:: Requirement A ::
Rewrite the rows from the line containing "Target: green agricultural field" through the end of the rows, replacing "record" with "write down" and leaving everything else unchanged.

Dhamma is the second jewel, the second of the three refuges in Buddhist practice. When we take refuge in Dhamma, we seek and find safety in the truth of the way things actually are, everywhere, warts and all.

Taking refuge in Dhamma is a state of meditative relaxed alert attention, neither trying to get rid of anything nor caught in the habits of indulgence of the pleasant and suppression of the unpleasant—not trying to make things fit our idea of how they should be, but understanding, through looking deeply, how they truly are. We can open ourselves here and now to the way it is, rather than attaching to the way we romantically think things ought to be.
Meeting the flow of life as Dhamma (teaching), clarity and peacefulness emerge.

:: Extracted data ::

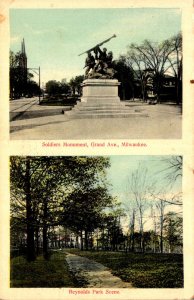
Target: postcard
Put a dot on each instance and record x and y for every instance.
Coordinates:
(96, 149)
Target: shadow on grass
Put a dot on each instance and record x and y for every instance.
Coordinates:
(51, 273)
(143, 270)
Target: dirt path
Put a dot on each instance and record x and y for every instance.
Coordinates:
(93, 273)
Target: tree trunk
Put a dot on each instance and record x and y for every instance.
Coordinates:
(86, 240)
(29, 215)
(45, 228)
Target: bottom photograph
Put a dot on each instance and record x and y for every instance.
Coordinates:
(96, 221)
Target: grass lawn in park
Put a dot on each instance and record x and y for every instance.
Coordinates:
(142, 270)
(41, 273)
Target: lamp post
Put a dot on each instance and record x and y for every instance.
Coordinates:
(38, 73)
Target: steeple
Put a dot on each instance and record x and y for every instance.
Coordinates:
(23, 48)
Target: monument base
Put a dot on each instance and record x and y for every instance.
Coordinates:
(100, 100)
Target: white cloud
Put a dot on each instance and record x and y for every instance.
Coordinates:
(15, 39)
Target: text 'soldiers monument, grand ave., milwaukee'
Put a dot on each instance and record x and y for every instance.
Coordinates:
(99, 88)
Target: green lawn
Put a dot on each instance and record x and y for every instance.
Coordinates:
(41, 273)
(143, 270)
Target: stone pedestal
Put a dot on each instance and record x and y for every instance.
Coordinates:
(100, 100)
(100, 90)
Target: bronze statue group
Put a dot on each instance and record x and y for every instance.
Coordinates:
(100, 64)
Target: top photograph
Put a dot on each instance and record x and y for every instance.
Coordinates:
(95, 73)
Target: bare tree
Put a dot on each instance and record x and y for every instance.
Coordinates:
(158, 58)
(140, 187)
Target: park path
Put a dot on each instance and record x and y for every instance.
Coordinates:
(93, 274)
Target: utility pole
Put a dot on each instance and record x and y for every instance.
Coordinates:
(39, 84)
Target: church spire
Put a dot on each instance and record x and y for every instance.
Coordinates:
(23, 50)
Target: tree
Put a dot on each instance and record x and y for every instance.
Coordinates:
(83, 207)
(125, 76)
(173, 228)
(156, 58)
(175, 64)
(40, 185)
(140, 189)
(52, 87)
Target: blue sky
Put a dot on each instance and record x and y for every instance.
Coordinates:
(55, 37)
(119, 175)
(123, 166)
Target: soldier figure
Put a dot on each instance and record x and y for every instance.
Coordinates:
(89, 63)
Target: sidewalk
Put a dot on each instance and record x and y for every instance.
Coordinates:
(93, 274)
(49, 123)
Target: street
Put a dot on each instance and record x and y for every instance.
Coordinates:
(31, 121)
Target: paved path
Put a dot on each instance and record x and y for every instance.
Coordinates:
(93, 273)
(47, 122)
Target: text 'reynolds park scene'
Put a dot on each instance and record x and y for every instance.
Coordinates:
(96, 221)
(95, 73)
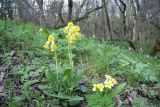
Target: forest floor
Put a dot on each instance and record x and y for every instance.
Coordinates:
(31, 76)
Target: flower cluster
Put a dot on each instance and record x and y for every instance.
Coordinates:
(50, 44)
(72, 32)
(108, 83)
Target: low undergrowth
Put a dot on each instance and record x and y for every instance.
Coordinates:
(64, 76)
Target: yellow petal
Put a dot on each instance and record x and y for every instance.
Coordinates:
(45, 46)
(100, 87)
(65, 30)
(50, 38)
(94, 87)
(70, 24)
(76, 28)
(108, 84)
(40, 30)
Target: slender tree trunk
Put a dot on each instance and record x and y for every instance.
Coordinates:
(108, 20)
(70, 6)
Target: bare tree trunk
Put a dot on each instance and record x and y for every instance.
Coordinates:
(60, 12)
(70, 6)
(122, 9)
(42, 16)
(134, 37)
(108, 21)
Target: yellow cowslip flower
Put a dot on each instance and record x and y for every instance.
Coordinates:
(114, 81)
(70, 25)
(45, 46)
(47, 43)
(108, 76)
(53, 47)
(50, 38)
(65, 30)
(94, 87)
(40, 30)
(72, 39)
(108, 84)
(77, 34)
(100, 87)
(76, 29)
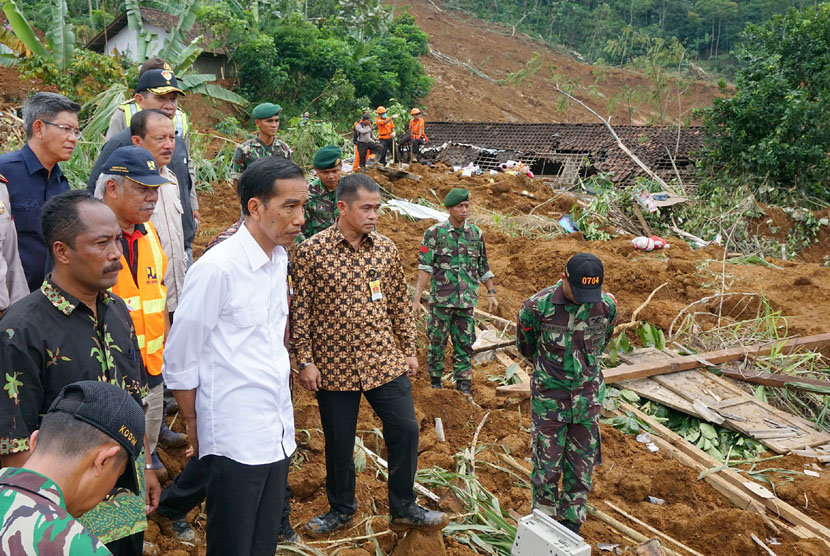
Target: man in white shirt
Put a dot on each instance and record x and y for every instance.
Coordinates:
(227, 364)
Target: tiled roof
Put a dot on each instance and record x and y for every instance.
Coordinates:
(656, 146)
(159, 19)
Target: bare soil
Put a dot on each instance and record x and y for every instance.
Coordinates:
(693, 512)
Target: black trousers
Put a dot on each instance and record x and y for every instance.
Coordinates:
(392, 402)
(363, 147)
(128, 546)
(386, 146)
(416, 150)
(188, 490)
(244, 506)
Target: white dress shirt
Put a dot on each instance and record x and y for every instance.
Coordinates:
(227, 342)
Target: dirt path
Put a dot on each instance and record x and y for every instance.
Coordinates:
(692, 513)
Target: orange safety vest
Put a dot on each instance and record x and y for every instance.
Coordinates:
(416, 129)
(146, 300)
(385, 127)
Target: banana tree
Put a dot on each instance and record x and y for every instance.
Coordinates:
(60, 38)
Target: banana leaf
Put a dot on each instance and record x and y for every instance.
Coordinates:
(22, 30)
(220, 93)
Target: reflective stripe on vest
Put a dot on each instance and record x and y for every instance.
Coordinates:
(147, 299)
(130, 109)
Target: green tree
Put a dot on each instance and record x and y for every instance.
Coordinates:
(777, 126)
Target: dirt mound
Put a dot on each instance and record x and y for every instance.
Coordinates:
(496, 51)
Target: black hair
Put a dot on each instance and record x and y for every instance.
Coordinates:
(138, 123)
(62, 435)
(46, 105)
(59, 219)
(259, 179)
(348, 186)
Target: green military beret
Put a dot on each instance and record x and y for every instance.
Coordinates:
(266, 110)
(327, 157)
(457, 195)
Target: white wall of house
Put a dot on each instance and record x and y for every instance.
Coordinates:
(126, 41)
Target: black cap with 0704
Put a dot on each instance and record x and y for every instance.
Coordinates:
(111, 410)
(585, 273)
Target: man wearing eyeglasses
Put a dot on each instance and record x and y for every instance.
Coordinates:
(34, 175)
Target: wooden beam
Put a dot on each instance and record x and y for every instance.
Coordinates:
(729, 482)
(687, 362)
(778, 380)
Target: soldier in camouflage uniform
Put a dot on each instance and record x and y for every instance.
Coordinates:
(88, 449)
(261, 145)
(454, 257)
(563, 330)
(321, 209)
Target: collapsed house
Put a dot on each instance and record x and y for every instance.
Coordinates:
(565, 152)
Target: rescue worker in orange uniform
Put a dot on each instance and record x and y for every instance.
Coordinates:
(131, 191)
(416, 134)
(386, 133)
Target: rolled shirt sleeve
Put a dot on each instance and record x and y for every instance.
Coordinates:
(205, 291)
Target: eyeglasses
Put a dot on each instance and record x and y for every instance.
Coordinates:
(67, 130)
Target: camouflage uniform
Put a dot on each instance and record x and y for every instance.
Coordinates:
(565, 340)
(34, 520)
(254, 149)
(246, 153)
(320, 211)
(457, 260)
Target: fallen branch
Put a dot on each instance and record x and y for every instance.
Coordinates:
(653, 530)
(620, 144)
(420, 488)
(635, 314)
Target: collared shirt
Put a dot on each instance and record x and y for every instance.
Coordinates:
(167, 220)
(254, 149)
(357, 343)
(50, 339)
(227, 342)
(129, 246)
(13, 284)
(457, 260)
(34, 520)
(321, 209)
(565, 340)
(30, 186)
(178, 165)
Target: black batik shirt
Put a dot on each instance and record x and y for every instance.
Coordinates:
(50, 339)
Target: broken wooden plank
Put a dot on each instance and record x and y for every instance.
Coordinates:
(683, 362)
(686, 362)
(778, 380)
(731, 481)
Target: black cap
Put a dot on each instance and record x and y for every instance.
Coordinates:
(111, 410)
(137, 164)
(585, 273)
(158, 82)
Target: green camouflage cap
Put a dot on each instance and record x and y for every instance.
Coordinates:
(266, 110)
(457, 195)
(327, 157)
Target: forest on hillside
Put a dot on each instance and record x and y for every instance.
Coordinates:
(616, 31)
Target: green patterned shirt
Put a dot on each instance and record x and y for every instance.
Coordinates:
(457, 260)
(34, 520)
(564, 341)
(320, 211)
(254, 149)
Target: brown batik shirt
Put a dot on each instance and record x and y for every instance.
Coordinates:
(357, 343)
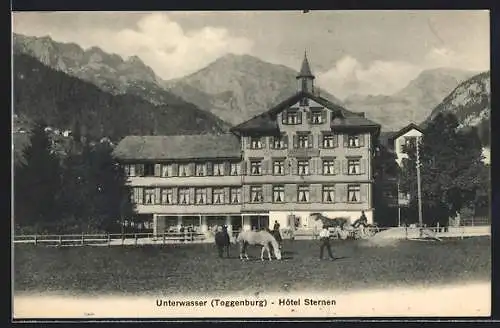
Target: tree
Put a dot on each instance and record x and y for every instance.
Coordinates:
(451, 169)
(37, 183)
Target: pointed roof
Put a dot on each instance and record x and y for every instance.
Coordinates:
(305, 70)
(266, 122)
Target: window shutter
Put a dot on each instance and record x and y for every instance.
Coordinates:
(140, 194)
(210, 168)
(267, 193)
(362, 166)
(157, 195)
(315, 196)
(363, 193)
(287, 164)
(344, 167)
(337, 166)
(227, 195)
(290, 193)
(175, 195)
(344, 194)
(209, 195)
(227, 168)
(245, 193)
(285, 140)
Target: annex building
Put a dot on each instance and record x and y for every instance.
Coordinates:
(305, 155)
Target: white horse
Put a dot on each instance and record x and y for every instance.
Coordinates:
(258, 238)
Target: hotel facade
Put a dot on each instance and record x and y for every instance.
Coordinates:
(306, 155)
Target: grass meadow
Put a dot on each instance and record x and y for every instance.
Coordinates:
(196, 268)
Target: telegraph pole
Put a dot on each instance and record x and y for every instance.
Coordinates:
(419, 189)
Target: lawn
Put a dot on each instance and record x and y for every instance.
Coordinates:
(196, 268)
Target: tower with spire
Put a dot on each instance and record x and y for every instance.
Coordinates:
(305, 79)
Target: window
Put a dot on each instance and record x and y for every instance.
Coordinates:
(183, 170)
(328, 194)
(255, 143)
(303, 194)
(235, 195)
(303, 141)
(137, 195)
(353, 193)
(256, 194)
(353, 141)
(149, 196)
(235, 169)
(278, 194)
(200, 169)
(218, 196)
(167, 196)
(279, 167)
(292, 117)
(255, 167)
(183, 195)
(218, 169)
(166, 170)
(303, 167)
(316, 117)
(353, 166)
(130, 170)
(328, 167)
(280, 142)
(200, 195)
(328, 141)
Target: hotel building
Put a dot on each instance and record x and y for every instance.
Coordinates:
(306, 155)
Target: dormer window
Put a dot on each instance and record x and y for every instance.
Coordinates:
(316, 117)
(292, 117)
(255, 143)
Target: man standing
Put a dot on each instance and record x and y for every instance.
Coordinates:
(324, 237)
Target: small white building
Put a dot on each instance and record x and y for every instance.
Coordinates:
(407, 135)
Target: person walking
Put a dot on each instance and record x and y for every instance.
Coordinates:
(324, 237)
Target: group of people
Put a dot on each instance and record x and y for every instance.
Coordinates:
(222, 238)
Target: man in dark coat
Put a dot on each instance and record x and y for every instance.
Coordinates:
(222, 240)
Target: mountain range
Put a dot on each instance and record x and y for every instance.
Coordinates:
(234, 87)
(414, 102)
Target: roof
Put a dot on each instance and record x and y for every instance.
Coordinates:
(404, 130)
(305, 69)
(179, 147)
(267, 120)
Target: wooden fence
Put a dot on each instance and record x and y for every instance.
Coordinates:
(109, 239)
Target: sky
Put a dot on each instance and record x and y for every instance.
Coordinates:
(350, 52)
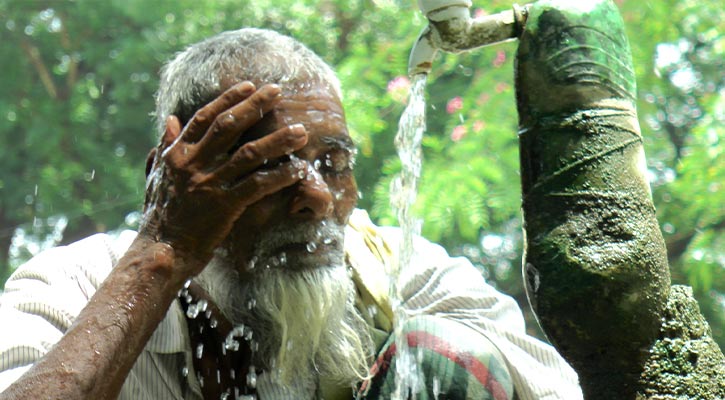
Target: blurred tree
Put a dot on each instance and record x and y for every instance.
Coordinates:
(78, 87)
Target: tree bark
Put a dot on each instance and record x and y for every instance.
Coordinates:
(595, 265)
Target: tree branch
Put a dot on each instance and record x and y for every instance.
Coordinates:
(34, 57)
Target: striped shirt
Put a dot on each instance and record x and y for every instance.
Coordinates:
(43, 297)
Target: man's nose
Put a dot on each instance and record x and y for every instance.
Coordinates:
(312, 198)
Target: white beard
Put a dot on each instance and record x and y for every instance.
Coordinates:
(303, 319)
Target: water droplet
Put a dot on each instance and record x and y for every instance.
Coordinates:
(192, 312)
(232, 345)
(252, 378)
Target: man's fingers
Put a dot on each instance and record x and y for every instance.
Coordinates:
(231, 124)
(205, 116)
(264, 183)
(266, 149)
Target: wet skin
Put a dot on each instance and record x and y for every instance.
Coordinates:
(327, 193)
(293, 165)
(209, 190)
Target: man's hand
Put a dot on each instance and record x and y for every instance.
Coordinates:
(203, 184)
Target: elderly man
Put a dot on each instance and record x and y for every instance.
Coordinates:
(252, 275)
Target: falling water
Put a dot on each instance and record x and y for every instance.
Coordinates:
(403, 192)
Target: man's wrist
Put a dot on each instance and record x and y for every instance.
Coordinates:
(161, 261)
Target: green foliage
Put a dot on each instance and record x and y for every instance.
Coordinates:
(79, 76)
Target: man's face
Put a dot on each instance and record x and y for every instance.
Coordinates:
(301, 226)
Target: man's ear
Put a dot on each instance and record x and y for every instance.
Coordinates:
(150, 160)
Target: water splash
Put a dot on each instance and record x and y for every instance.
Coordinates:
(403, 192)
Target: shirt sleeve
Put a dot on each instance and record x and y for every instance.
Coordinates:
(42, 299)
(451, 287)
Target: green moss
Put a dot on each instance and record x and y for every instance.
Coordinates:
(684, 362)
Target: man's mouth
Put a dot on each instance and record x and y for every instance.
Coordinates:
(299, 246)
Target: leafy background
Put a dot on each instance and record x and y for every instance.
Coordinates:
(78, 79)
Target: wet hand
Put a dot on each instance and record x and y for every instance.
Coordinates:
(204, 182)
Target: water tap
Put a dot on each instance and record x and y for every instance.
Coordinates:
(452, 29)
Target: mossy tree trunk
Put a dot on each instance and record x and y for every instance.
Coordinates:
(595, 266)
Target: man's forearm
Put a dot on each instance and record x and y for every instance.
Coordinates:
(94, 356)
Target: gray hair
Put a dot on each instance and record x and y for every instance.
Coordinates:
(192, 78)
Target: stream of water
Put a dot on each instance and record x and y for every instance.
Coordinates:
(403, 192)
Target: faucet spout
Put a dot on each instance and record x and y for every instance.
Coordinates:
(452, 29)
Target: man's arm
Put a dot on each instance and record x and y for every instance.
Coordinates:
(176, 240)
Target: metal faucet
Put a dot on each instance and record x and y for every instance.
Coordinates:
(452, 29)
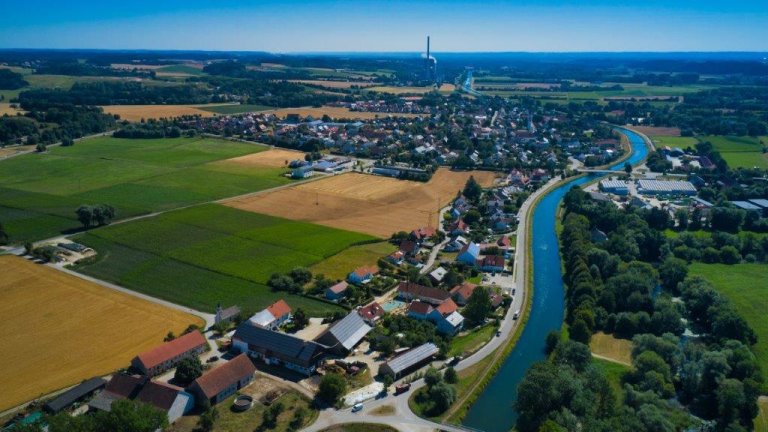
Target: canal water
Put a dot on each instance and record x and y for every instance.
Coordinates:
(493, 411)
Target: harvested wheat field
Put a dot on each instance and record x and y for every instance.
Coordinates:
(138, 112)
(333, 112)
(59, 329)
(273, 158)
(364, 203)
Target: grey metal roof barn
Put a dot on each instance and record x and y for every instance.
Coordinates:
(409, 359)
(76, 393)
(278, 345)
(346, 333)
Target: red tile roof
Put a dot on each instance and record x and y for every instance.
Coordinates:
(362, 271)
(217, 380)
(279, 308)
(371, 311)
(158, 394)
(422, 308)
(447, 307)
(465, 290)
(339, 287)
(169, 350)
(417, 290)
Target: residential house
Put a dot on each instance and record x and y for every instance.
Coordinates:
(275, 315)
(491, 263)
(396, 257)
(371, 312)
(226, 315)
(337, 292)
(409, 360)
(469, 254)
(362, 275)
(409, 291)
(461, 293)
(223, 381)
(419, 310)
(166, 356)
(342, 336)
(438, 274)
(278, 349)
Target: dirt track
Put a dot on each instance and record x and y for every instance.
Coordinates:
(374, 205)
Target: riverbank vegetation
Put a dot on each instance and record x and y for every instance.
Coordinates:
(613, 288)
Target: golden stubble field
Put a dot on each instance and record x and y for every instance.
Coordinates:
(272, 158)
(364, 203)
(57, 329)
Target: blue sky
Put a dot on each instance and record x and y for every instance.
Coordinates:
(332, 25)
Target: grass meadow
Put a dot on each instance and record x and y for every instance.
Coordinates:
(40, 192)
(746, 286)
(210, 254)
(339, 265)
(744, 152)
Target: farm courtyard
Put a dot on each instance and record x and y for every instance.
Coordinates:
(210, 254)
(374, 205)
(40, 192)
(58, 330)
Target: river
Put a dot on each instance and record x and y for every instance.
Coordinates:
(493, 411)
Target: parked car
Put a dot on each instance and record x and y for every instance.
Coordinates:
(402, 388)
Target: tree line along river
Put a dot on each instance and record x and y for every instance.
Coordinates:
(493, 411)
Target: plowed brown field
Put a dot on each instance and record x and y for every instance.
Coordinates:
(58, 329)
(364, 203)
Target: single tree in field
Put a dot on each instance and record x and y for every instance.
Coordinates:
(332, 387)
(188, 370)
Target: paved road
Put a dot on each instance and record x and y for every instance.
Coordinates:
(403, 418)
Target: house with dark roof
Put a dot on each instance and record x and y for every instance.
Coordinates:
(343, 335)
(222, 382)
(171, 399)
(174, 401)
(226, 315)
(409, 360)
(461, 293)
(362, 275)
(409, 291)
(75, 394)
(277, 349)
(166, 356)
(371, 312)
(469, 254)
(337, 291)
(491, 263)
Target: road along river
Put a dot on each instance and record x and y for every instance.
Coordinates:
(493, 411)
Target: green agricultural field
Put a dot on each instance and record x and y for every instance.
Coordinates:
(681, 142)
(746, 286)
(338, 266)
(744, 152)
(210, 254)
(40, 192)
(235, 109)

:: Requirement B ::
Answer these questions from the passage on Dhamma:
(i) Which of the three refuges is Dhamma?
(ii) Which two habits is taking refuge in Dhamma not caught in?
(iii) What emerges when the flow of life is met as Dhamma?

:: Correct output A ::
Target: green agricultural field
Put a dot on each instance and write down x and y for every instance.
Coordinates:
(681, 142)
(746, 286)
(338, 266)
(744, 152)
(210, 254)
(40, 192)
(235, 109)

:: Correct output B ::
(i) The second.
(ii) Indulgence of the pleasant and suppression of the unpleasant.
(iii) Clarity and peacefulness.